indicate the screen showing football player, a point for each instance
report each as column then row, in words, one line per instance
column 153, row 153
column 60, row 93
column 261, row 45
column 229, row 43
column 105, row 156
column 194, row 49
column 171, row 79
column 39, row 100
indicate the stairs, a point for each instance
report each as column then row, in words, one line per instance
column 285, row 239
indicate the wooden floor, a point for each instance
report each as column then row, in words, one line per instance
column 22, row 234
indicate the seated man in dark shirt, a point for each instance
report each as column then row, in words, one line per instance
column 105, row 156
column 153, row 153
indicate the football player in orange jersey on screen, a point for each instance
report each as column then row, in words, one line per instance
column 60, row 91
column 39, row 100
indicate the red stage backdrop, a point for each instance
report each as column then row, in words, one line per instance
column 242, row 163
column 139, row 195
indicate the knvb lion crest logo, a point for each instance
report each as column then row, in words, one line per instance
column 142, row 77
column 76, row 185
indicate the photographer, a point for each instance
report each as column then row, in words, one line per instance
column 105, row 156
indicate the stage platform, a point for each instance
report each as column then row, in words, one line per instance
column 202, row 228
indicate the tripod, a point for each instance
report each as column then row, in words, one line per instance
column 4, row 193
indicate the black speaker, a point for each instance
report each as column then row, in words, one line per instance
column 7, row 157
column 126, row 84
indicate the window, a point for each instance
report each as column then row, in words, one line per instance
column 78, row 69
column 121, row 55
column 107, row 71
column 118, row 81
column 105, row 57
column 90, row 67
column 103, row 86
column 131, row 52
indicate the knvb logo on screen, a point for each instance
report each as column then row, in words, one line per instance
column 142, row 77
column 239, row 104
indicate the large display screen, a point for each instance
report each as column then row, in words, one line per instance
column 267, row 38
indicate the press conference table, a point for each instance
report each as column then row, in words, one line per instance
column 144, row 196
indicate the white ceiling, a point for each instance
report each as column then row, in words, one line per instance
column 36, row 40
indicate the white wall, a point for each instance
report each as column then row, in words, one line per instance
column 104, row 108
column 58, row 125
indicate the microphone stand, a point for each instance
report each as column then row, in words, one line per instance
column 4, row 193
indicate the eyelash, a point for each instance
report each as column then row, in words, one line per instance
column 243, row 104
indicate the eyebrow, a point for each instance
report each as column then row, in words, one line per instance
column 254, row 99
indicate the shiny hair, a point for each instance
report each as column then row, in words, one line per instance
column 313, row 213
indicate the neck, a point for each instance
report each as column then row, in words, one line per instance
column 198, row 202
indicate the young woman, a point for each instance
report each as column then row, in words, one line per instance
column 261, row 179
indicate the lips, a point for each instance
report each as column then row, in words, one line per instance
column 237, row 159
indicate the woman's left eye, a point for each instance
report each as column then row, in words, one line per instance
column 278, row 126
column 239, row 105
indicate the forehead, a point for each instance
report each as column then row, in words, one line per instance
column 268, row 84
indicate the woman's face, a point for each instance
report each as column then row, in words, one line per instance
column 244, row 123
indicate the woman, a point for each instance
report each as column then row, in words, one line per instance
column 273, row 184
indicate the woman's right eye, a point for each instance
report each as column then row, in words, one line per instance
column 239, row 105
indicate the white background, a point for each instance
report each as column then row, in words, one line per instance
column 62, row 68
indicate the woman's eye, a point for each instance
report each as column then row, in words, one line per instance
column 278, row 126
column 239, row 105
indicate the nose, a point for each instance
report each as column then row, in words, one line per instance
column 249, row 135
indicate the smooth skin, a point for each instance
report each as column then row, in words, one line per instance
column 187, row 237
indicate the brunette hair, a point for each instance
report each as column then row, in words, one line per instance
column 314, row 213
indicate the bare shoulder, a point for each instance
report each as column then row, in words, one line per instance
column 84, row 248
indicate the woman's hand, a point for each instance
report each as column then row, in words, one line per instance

=-=-=

What you should do – Reproduce every item above verbatim, keeping each line unchanged and in its original order.

Correct response –
indicate the screen showing football player, a point for each instance
report each as column then row, in words, one line per instance
column 153, row 153
column 60, row 93
column 261, row 45
column 229, row 43
column 105, row 156
column 194, row 49
column 171, row 79
column 39, row 100
indicate the stairs, a point for each instance
report each as column then row, in words, one line per instance
column 285, row 239
indicate the wooden floor, a point for each instance
report each as column then row, in words, one line per instance
column 22, row 234
indicate the seated man in dark shirt, a point for each instance
report each as column then row, in words, one line per instance
column 105, row 156
column 153, row 153
indicate the football player in orange jersey on screen, a point for each instance
report each as column then row, in words, one line per instance
column 60, row 91
column 39, row 100
indicate the red stage backdrop, a point for each instance
report each as column then row, in words, one line per instance
column 242, row 163
column 139, row 195
indicate the knvb lion crest logo, a point for each instance
report each as column then row, in words, one line per instance
column 142, row 77
column 76, row 185
indicate the photographer, a point for each instance
report each as column then row, in words, one line per instance
column 105, row 156
indicate the stage platform, a point for each instance
report each as column then row, in words, one line per instance
column 202, row 228
indicate the tripod, a point for each instance
report each as column then row, in words, one line per instance
column 4, row 193
indicate the black speaker, a point for each instance
report each as column then row, in words, one line per instance
column 7, row 157
column 126, row 84
indicate the window, a point for each instance
report each as column then row, in words, one line per instance
column 78, row 69
column 121, row 55
column 107, row 71
column 118, row 81
column 105, row 57
column 90, row 67
column 103, row 86
column 131, row 52
indicate the knvb logo on screen, a point for each instance
report each as column then row, in words, one line per instance
column 142, row 77
column 239, row 104
indicate the large display screen, a point for each instance
report each as column then row, in words, one line per instance
column 267, row 38
indicate the press conference table, a point for each instance
report each as column then row, in words, one line per instance
column 144, row 196
indicate the white ceiling, a point for each instance
report each as column then row, in words, one line per instance
column 36, row 40
indicate the white wall, a point for each instance
report each as column then row, in words, one line per instance
column 104, row 108
column 58, row 125
indicate the microphone stand, a point for each instance
report each as column then row, in words, one line per instance
column 4, row 193
indicate the eyelash, a point for each instance
report each as column then row, in words, one line per instance
column 243, row 104
indicate the eyebrow, a point for each instance
report each as column then row, in words, one line per instance
column 254, row 99
indicate the shiny hair, a point for each instance
report each as column then row, in words, one line per instance
column 313, row 213
indicate the neck, a point for each instance
report each as column then row, in words, one line per instance
column 198, row 202
indicate the young woman, a point for each instance
report each as column then row, in words, one line per instance
column 261, row 179
indicate the lips, a point for each instance
report each as column then row, in words, one line per instance
column 237, row 159
indicate the woman's left eye, a point for each instance
report each as column then row, in words, one line per instance
column 278, row 126
column 239, row 105
indicate the forehead, a point for each instance
report each as column then row, in words, one line per instance
column 268, row 84
indicate the woman's face, a point for each instance
report each as column then row, in words, one line per instance
column 244, row 123
indicate the woman, a point for each instance
report each as column then row, in words, one line per instance
column 273, row 184
indicate the woman's right eye, a point for each instance
report each as column then row, in words, one line per instance
column 239, row 105
indicate the white background, a point for each instance
report each as column then row, in words, one line per instance
column 62, row 68
indicate the woman's eye, a point for each instance
report each as column then row, in words, one line per instance
column 278, row 126
column 239, row 105
indicate the nose, a point for each instance
report each as column then row, in words, one line per instance
column 249, row 135
indicate the smooth skin, a point for each instance
report each as column then row, in words, one line per instance
column 187, row 237
indicate the brunette hair, a point for each instance
report each as column then row, in words, one line per instance
column 314, row 213
indicate the bare shoulder, a point for each instance
report each as column then row, in words, one line per instance
column 84, row 248
indicate the woman's hand, a point for each instance
report each as column then row, in words, one line per instance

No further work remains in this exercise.